Extend the news article below about Fraser Stoddart's Nobel Prize in Chemistry, picking up after its final sentence.

▶ **DOCUMENT EXTRACT**:
_ _ _ _ _

Lauren Duquette/Daily Senior Staffer
Chemistry Prof. Sir Fraser Stoddart was awarded the Nobel Prize in Chemistry, the Royal Swedish Academy of Sciences announced Wednesday.
Stoddart shares the award with Bernard Feringa from the University of Groningen in the Netherlands and Jean-Pierre Sauvage from the University of Strasbourg in France. According to the academy, the team received the prize “for the design and synthesis of molecular machines.”
“The development of computing demonstrates how the miniaturization of technology can lead to a revolution,” the Royal Swedish Academy of Sciences said in its announcement. “The 2016 Nobel Laureates in Chemistry have miniaturized machines and taken chemistry to a new dimension.”
The prize is the second Nobel Prize awarded to a member of Northwestern’s chemistry department, after the late John Pople received the prize in Chemistry in 1998, according to a news release.
Zhichang Liu, a postdoctoral fellow in Stoddart’s laboratory, said he was excited about the Nobel Prize announcement. Liu said his mentor is an energetic and passionate scientist — the first one to reach the lab in the morning and the last to leave.
The University held a ceremony in Hardin Hall on Wednesday morning to celebrate Stoddart’s achievement. University President Morton Schapiro and the Nobel laureate both gave remarks during the event.
Schapiro said Stoddart’s win came just in time for the annual International Institute for Nanotechnology Symposium, which will be held Thursday at the Hilton Orrington. He said most people want to build on the work of those who came before them, but Stoddart created his own field.

_ _ _ _ _

[Data taken from a collection]
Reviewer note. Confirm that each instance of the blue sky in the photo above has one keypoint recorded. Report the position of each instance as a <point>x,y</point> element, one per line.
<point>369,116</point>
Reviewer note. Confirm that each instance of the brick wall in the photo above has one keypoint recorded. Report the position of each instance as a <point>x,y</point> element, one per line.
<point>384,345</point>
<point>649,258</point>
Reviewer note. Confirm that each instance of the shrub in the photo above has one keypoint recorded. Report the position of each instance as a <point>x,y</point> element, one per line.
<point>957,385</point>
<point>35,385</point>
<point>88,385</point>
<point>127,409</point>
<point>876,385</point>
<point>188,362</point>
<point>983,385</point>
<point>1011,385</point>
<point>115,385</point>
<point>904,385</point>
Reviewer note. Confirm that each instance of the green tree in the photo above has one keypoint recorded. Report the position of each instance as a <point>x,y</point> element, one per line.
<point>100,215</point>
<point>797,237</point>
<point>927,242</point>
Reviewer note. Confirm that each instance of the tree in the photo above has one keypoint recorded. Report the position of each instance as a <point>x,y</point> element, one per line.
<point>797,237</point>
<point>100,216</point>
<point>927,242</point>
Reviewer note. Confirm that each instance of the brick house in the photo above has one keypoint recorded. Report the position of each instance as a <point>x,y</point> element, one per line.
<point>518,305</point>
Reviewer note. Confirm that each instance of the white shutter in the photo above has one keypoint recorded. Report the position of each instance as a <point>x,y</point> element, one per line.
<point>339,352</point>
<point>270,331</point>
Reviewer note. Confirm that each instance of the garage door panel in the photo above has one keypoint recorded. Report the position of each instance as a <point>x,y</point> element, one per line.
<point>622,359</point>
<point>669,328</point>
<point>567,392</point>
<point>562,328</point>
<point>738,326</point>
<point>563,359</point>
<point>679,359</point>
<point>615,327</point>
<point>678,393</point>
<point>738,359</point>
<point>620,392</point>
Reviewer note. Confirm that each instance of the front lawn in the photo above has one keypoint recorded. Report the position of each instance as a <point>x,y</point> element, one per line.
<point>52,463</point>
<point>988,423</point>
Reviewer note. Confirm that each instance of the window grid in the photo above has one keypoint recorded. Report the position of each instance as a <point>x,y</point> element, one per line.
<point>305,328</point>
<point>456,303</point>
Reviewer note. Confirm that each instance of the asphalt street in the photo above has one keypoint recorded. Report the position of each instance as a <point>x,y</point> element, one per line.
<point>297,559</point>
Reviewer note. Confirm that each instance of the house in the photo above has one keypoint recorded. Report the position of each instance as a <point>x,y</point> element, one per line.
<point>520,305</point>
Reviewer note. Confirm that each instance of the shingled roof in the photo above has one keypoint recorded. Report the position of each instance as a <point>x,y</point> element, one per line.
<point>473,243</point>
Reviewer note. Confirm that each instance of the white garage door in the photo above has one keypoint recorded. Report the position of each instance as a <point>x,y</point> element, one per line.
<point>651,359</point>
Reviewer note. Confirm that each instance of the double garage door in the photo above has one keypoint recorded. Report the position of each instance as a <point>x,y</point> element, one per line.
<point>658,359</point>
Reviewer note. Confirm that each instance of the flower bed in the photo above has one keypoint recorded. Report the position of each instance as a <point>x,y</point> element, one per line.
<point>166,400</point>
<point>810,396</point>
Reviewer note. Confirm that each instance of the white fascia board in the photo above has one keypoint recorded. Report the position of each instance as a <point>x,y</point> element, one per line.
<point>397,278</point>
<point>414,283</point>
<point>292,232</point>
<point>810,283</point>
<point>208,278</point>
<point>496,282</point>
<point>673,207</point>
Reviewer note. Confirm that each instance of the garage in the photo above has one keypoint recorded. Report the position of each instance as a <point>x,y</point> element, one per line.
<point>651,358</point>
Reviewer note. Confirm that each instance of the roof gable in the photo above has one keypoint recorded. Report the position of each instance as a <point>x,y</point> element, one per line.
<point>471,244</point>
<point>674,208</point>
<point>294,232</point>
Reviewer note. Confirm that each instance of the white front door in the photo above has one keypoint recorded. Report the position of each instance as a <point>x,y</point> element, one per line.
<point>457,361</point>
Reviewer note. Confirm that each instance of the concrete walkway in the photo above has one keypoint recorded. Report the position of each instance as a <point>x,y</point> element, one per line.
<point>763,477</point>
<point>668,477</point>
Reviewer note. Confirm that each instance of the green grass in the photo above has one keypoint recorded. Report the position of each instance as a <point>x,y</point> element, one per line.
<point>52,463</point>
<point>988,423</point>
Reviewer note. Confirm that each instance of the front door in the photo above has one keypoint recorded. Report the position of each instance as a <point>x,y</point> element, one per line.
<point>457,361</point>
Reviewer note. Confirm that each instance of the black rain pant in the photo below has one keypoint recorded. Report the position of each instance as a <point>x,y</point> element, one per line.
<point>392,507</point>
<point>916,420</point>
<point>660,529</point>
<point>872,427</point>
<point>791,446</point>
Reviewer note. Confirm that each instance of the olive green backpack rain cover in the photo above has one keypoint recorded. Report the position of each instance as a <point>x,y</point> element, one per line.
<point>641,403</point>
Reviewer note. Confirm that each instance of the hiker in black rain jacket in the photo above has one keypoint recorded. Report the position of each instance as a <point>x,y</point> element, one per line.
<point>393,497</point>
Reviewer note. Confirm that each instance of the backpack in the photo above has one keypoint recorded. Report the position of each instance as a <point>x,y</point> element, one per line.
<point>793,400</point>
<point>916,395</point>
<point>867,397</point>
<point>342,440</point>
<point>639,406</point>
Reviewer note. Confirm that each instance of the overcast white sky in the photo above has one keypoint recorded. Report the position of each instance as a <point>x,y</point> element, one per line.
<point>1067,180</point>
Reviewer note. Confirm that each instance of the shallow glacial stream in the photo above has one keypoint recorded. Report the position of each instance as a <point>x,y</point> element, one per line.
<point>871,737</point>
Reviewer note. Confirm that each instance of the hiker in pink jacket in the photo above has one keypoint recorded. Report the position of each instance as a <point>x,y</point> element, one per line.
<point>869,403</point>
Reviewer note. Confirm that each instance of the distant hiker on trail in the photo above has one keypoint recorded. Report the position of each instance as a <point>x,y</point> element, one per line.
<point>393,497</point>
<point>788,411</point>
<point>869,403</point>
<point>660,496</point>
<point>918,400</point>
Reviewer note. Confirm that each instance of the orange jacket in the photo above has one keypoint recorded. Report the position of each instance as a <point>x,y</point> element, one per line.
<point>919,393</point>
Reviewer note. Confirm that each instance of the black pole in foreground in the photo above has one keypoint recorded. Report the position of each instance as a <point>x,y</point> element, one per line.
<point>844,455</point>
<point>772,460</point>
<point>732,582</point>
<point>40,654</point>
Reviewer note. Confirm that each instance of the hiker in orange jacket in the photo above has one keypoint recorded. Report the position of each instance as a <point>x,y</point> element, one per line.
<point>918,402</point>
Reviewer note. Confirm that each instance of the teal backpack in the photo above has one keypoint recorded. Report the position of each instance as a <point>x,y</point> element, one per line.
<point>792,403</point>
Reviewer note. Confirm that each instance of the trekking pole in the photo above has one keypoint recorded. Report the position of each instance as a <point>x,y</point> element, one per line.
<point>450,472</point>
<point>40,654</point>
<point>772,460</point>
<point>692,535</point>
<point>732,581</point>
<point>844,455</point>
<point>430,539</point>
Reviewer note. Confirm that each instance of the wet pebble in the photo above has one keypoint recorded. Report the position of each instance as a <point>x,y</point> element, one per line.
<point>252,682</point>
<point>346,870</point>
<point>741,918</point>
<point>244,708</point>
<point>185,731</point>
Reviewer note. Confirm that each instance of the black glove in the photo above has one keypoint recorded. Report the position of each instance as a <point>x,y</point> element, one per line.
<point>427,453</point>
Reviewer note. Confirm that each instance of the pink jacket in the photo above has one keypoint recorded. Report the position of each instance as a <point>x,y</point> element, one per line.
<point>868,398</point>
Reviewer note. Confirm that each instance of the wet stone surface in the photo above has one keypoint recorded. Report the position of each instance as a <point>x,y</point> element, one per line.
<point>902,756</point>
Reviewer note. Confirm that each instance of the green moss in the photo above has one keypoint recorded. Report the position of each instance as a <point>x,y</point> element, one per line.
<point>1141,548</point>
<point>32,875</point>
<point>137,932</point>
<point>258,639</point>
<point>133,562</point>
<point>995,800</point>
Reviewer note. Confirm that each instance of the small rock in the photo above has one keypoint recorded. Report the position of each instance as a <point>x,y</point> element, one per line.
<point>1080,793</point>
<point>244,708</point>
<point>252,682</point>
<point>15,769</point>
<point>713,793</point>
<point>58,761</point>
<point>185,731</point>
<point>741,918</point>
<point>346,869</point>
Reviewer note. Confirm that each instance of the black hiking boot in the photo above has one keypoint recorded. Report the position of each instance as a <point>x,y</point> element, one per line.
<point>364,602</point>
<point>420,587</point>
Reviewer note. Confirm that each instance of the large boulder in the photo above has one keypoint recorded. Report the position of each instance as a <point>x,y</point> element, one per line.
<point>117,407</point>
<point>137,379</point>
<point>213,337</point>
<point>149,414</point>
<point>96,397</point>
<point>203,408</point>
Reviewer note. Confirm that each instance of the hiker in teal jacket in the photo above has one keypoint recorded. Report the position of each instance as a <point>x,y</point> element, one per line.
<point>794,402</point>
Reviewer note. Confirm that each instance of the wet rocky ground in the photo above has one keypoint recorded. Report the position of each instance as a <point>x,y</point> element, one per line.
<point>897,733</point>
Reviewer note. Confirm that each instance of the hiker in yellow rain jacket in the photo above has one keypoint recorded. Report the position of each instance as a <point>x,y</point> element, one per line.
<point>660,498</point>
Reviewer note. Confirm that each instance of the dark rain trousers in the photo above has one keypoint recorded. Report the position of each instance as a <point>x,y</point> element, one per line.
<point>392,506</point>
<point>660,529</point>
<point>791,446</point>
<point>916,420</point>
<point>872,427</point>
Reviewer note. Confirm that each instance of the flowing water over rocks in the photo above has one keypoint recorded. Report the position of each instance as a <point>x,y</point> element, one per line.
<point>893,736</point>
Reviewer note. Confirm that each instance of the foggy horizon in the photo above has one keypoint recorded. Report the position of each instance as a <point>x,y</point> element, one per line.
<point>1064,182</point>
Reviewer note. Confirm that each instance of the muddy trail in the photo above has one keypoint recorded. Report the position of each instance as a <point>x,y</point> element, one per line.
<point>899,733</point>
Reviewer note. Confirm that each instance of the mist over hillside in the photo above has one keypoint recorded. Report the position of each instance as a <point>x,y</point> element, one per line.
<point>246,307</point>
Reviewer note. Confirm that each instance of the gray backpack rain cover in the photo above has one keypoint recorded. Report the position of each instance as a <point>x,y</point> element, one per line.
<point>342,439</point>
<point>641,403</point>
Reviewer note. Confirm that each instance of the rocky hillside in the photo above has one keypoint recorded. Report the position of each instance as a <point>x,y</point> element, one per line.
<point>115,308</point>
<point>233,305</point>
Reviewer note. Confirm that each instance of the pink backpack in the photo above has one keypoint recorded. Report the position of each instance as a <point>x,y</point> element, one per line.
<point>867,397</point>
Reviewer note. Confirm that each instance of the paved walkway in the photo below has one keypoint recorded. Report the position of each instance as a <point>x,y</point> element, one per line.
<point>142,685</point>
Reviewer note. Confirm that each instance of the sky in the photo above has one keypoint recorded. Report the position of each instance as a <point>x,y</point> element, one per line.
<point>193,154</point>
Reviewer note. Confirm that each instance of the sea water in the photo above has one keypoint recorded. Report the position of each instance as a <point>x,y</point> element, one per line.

_ _ _ _ _

▶ **ANSWER SPACE**:
“Your contributions to that field, of course, are legendary,” Schapiro told Stoddart.
During his speech at the ceremony, Stoddart emphasized the importance of collaboration in science and said it is necessary to support basic science that can lead to future discoveries.
Stoddart told The Daily he hopes the award will open up the possibility of Northwestern scientists winning future Nobel Prizes in chemistry, physics and medicine.
Each year, the University’s chemistry department ranks at “the very top of the league,” Stoddart added.
“The world has to catch up with this more instant type of recognition,” he told The Daily. “It will help that I’ve got a Nobel Prize because that then raises the attention of the more traditional people in assessing the importance of our department. It can only be good news for Northwestern.”
Lauren Duquette contributed reporting.